# STATED PROBLEM 1:
Echo the stretch of the Eagles game recaps from "The Eagles put" through "in the NFC.", word for word.
# STATED PROBLEM 2:
Answer these questions using the Eagles game recaps:
(a) Who kicked the 54-yard field goal that clinched the win over Green Bay?
(b) How many yards did the Eagles defense hold Derrick Henry to?
(c) How many points did the Eagles score against the Giants?
# STATED PROBLEM 3:
Go on with the Eagles game recaps from the point where they stop.

-- Start of PAGE EXTRACT --

The Eagles put up 363 rushing yards against Green Bay, with both Jalen Hurts and Miles Sanders rushing for over 100 yards each. While the Eagles defense gave up 33 points to the Packers, they intercepted Aaron Rodgers twice. Rodgers exited the game in the third quarter due to an injury and was replaced by Jordan Love, who threw a 63-yard touchdown to rookie wide receiver Christian Watson. The Eagles would clinch the victory with a 54-yard field goal from Jake Elliott. With the win, the Eagles improved to 10–1 (their first double digit win season since 2017) and maintained their lead in the NFC.

| Quarter | 1 | 2 | 3 | 4 | Total |
|---|---|---|---|---|---|
| Packers | 14 | 6 | 3 | 10 | 33 |
| Eagles | 13 | 14 | 7 | 6 | 40 |

====Week 13: vs. Tennessee Titans====
 A. J. Brown dominated his former team for 119 yards and 2 touchdowns on 8 receptions. Philadelphia's defense held Titans star running back Derrick Henry to just 30 yards on the day. With the win, the Eagles improved to 11–1, their best start in 12 games since 2004.

| Quarter | 1 | 2 | 3 | 4 | Total |
|---|---|---|---|---|---|
| Titans | 7 | 3 | 0 | 0 | 10 |
| Eagles | 7 | 14 | 7 | 7 | 35 |

====Week 14: at New York Giants====

The Eagles improved to 12–1, clinching their second consecutive playoff berth, and their best start since 2004. The 48 points scored by the Eagles were their most in a game since 2017 against the Broncos. Jalen Hurts had his 10th rushing touchdown of 2022 in this game, becoming the first quarterback in NFL history to have 10 or more rushing touchdowns in back to back seasons.

-- End of PAGE EXTRACT --
-- Start of MATERIAL --

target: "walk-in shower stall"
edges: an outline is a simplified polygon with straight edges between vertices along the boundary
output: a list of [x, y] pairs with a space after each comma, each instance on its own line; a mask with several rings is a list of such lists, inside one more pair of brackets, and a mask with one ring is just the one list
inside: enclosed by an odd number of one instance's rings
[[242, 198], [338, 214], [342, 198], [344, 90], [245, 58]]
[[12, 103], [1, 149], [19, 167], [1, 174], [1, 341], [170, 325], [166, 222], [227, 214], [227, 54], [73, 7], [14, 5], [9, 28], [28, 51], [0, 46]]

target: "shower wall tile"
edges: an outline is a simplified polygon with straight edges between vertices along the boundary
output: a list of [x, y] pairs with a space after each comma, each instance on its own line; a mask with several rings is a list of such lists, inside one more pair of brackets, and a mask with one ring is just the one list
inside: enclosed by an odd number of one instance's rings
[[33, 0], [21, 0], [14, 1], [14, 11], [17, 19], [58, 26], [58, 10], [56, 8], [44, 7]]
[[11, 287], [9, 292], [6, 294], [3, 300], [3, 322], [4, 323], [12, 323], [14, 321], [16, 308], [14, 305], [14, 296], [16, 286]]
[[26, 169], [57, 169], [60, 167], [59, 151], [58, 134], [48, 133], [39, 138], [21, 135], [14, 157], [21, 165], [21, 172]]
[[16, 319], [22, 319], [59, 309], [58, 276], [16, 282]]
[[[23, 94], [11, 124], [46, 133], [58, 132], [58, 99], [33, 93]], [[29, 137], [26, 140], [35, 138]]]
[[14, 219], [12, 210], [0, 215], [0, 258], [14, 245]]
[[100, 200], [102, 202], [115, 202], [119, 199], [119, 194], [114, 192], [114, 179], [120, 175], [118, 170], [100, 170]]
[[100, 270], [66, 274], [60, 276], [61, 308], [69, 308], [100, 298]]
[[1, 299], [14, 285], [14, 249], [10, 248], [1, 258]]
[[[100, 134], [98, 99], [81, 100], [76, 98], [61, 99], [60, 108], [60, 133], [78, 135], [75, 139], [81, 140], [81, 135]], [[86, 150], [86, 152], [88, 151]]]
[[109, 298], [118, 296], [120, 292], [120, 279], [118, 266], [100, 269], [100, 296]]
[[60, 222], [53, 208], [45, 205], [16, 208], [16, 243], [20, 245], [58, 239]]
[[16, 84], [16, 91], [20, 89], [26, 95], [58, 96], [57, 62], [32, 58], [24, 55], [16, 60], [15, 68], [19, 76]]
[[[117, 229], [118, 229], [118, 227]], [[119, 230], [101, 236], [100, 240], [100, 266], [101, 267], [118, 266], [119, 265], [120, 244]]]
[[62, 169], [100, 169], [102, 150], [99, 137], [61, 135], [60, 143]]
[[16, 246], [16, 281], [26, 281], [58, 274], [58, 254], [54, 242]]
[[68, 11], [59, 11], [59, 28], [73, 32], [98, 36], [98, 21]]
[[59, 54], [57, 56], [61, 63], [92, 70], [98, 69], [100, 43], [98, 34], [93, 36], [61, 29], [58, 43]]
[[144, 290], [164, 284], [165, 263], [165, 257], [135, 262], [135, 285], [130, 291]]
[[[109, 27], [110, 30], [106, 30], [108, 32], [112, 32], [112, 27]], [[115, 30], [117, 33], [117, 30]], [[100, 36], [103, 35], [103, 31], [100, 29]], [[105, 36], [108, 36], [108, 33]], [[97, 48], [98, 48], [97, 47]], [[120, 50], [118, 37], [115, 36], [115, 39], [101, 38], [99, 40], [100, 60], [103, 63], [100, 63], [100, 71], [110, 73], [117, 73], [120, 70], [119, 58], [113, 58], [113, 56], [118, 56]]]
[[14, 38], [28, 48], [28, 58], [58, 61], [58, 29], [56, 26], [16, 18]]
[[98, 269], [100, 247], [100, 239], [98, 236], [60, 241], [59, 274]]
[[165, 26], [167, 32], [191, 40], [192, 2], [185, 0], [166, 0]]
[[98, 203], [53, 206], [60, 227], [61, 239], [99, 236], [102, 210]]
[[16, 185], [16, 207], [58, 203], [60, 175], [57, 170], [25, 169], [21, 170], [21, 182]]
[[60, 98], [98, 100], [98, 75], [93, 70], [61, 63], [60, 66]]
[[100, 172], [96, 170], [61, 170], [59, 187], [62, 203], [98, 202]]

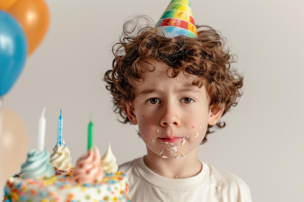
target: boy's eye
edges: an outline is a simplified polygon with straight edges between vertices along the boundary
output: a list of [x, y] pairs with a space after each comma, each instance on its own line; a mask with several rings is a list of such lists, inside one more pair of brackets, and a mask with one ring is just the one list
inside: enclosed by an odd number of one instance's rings
[[153, 97], [153, 98], [149, 99], [147, 101], [147, 103], [148, 104], [150, 104], [150, 105], [155, 105], [160, 103], [160, 101], [158, 99]]
[[186, 104], [192, 103], [194, 101], [194, 100], [192, 100], [189, 97], [185, 97], [181, 100], [181, 102]]

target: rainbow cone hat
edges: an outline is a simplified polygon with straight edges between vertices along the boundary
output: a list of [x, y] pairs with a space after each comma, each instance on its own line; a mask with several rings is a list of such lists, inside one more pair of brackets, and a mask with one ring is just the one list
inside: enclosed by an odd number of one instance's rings
[[172, 38], [178, 35], [198, 36], [190, 3], [187, 0], [172, 0], [156, 23], [156, 30]]

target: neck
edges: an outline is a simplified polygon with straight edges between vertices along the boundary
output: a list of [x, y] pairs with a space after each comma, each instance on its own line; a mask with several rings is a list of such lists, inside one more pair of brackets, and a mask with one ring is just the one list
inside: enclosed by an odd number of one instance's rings
[[179, 158], [163, 158], [149, 149], [144, 157], [145, 163], [152, 171], [170, 178], [186, 178], [198, 174], [202, 169], [201, 161], [197, 158], [197, 152], [193, 151]]

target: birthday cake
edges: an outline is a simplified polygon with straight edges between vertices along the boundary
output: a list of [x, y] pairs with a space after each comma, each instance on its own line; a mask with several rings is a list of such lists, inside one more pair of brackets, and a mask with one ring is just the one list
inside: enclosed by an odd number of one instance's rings
[[129, 202], [128, 176], [118, 172], [116, 158], [110, 144], [101, 156], [92, 146], [92, 126], [88, 128], [87, 152], [72, 166], [68, 145], [62, 140], [61, 112], [57, 142], [51, 155], [44, 148], [44, 109], [39, 121], [38, 149], [27, 154], [20, 173], [4, 185], [4, 202]]
[[[20, 173], [6, 181], [3, 202], [129, 201], [127, 176], [109, 169], [117, 168], [110, 147], [102, 158], [96, 147], [90, 150], [74, 167], [69, 167], [70, 156], [66, 146], [53, 150], [51, 162], [46, 150], [41, 154], [35, 150], [29, 152]], [[101, 158], [108, 163], [102, 161], [102, 166]]]

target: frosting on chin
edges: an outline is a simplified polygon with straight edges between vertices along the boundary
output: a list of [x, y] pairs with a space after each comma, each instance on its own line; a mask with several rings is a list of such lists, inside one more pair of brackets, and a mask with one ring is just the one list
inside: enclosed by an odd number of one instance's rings
[[[59, 144], [58, 144], [58, 145]], [[51, 164], [58, 170], [66, 171], [72, 167], [72, 158], [66, 144], [55, 147], [51, 155]]]
[[116, 157], [112, 152], [110, 143], [107, 151], [101, 157], [101, 165], [103, 171], [107, 172], [116, 172], [118, 170]]
[[40, 153], [33, 149], [29, 152], [26, 161], [21, 167], [20, 176], [22, 179], [33, 177], [51, 177], [55, 169], [50, 163], [49, 152], [45, 149]]
[[94, 152], [90, 149], [77, 160], [73, 171], [75, 180], [81, 183], [100, 182], [104, 174], [100, 161], [100, 153], [97, 147], [95, 147]]

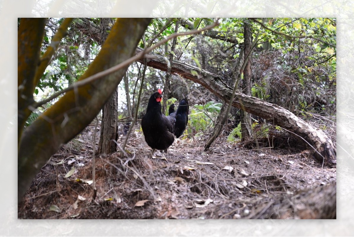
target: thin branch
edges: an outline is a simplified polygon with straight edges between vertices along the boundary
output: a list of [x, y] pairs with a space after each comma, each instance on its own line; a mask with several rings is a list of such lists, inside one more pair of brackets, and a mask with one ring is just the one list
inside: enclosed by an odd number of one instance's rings
[[271, 29], [270, 28], [269, 28], [267, 26], [266, 26], [262, 22], [261, 22], [260, 21], [257, 21], [257, 20], [256, 20], [254, 18], [251, 18], [251, 20], [252, 20], [252, 21], [253, 21], [255, 22], [256, 22], [256, 23], [258, 23], [258, 24], [259, 24], [260, 25], [261, 25], [261, 26], [263, 26], [264, 28], [266, 29], [267, 29], [267, 30], [268, 30], [269, 31], [271, 31], [272, 32], [273, 32], [274, 34], [279, 34], [279, 35], [282, 35], [283, 36], [284, 36], [285, 38], [287, 38], [289, 39], [297, 39], [297, 38], [302, 39], [302, 38], [307, 38], [312, 39], [314, 39], [314, 40], [317, 40], [318, 41], [319, 41], [320, 42], [321, 42], [322, 43], [323, 43], [324, 44], [328, 44], [329, 45], [330, 45], [331, 46], [332, 46], [333, 48], [336, 48], [336, 46], [335, 45], [334, 45], [332, 44], [331, 44], [330, 43], [328, 43], [327, 42], [326, 42], [324, 40], [321, 40], [321, 39], [318, 39], [318, 38], [315, 38], [315, 37], [313, 37], [312, 36], [307, 36], [307, 35], [297, 35], [297, 36], [296, 36], [296, 35], [295, 35], [295, 36], [294, 36], [294, 35], [289, 35], [288, 34], [285, 34], [284, 33], [283, 33], [282, 32], [279, 32], [279, 31], [274, 31], [274, 30], [272, 29]]
[[158, 47], [163, 44], [171, 39], [173, 39], [173, 38], [178, 36], [198, 34], [202, 31], [207, 31], [209, 29], [211, 29], [219, 25], [218, 20], [219, 19], [218, 18], [217, 19], [216, 21], [215, 21], [215, 22], [214, 23], [214, 24], [206, 26], [199, 30], [195, 30], [194, 31], [187, 31], [184, 32], [179, 32], [172, 34], [166, 39], [164, 39], [158, 42], [154, 45], [151, 46], [146, 49], [142, 50], [140, 53], [138, 54], [136, 54], [135, 56], [131, 57], [127, 60], [126, 60], [124, 62], [122, 62], [119, 64], [110, 67], [107, 70], [105, 70], [102, 71], [102, 72], [98, 72], [96, 74], [90, 76], [84, 79], [79, 81], [75, 83], [75, 84], [69, 86], [65, 89], [55, 93], [47, 99], [44, 100], [43, 100], [38, 103], [33, 103], [31, 105], [34, 108], [37, 108], [42, 105], [46, 104], [52, 100], [56, 98], [62, 94], [71, 90], [74, 88], [76, 88], [78, 87], [85, 86], [85, 85], [88, 84], [89, 83], [90, 83], [96, 80], [99, 79], [103, 77], [104, 77], [105, 76], [107, 76], [107, 75], [109, 75], [112, 73], [113, 73], [113, 72], [115, 72], [116, 71], [118, 71], [123, 67], [129, 66], [135, 61], [139, 60], [142, 58], [144, 55], [145, 54], [150, 52], [154, 49], [155, 49]]

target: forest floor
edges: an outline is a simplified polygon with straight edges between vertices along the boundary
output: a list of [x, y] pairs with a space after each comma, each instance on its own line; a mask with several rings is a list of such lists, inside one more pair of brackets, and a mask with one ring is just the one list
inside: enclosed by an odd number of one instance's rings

-- End of MATERIAL --

# REPLY 1:
The Eagles put up 363 rushing yards against Green Bay, with both Jalen Hurts and Miles Sanders rushing for over 100 yards each. While the Eagles defense gave up 33 points to the Packers, they intercepted Aaron Rodgers twice. Rodgers exited the game in the third quarter due to an injury and was replaced by Jordan Love, who threw a 63-yard touchdown to rookie wide receiver Christian Watson. The Eagles would clinch the victory with a 54-yard field goal from Jake Elliott. With the win, the Eagles improved to 10–1 (their first double digit win season since 2017) and maintained their lead in the NFC.

# REPLY 2:
(a) Jake Elliott
(b) 30 yards
(c) 48 points

# REPLY 3:
| Quarter | 1 | 2 | 3 | 4 | Total |
|---|---|---|---|---|---|
| Eagles | 7 | 17 | 10 | 14 | 48 |
| Giants | 0 | 7 | 7 | 8 | 22 |

====Week 15: at Chicago Bears====
The Eagles would go on to win their 13th game for the third time in franchise history (2017, 2004 prior) and their best start since 2004. After a shaky start with 2 interceptions, Jalen Hurts would settle in throwing for 315 yards and scoring 3 touchdowns. Those touchdowns would tie an Eagles franchise record for the most total touchdowns (35) by a quarterback in a season. A day after the game, it was revealed that Hurts had sprained his shoulder late in the third quarter. Impressively, Hurts went 6/9 for 102 yards and 104.9 rating with the sprained shoulder, including a rushing touchdown and subsequent 2-point conversion.

| Quarter | 1 | 2 | 3 | 4 | Total |
|---|---|---|---|---|---|
| Eagles | 0 | 10 | 7 | 8 | 25 |
| Bears | 0 | 6 | 7 | 7 | 20 |

====Week 16: at Dallas Cowboys====

Backup quarterback Gardner Minshew started the Eagles' road finale against the arch-rival Cowboys in place of Jalen Hurts, who was sitting out due to the shoulder injury he sustained the prior week against Chicago. Despite a solid performance by Minshew, Philadelphia blew two 10–point leads and was doomed by a season-high four turnovers, all of which led to scoring drives for Dallas, in what turned out to be a high-scoring slugfest. The Eagles gave up a 3rd-and-30 conversion via Dak Prescott's 52-yard pass to T.Y. Hilton, which the Cowboys would score a touchdown that same drive, which proved to be the turning point of the game. Trailing 40–34 late in the game, Minshew attempted to lead the Eagles on a go-ahead drive into Cowboys territory, but a fourth-down pass would fall incomplete, sealing Philadelphia's first and ultimately only road loss of the season. With the loss, the Eagles fell to 13–2.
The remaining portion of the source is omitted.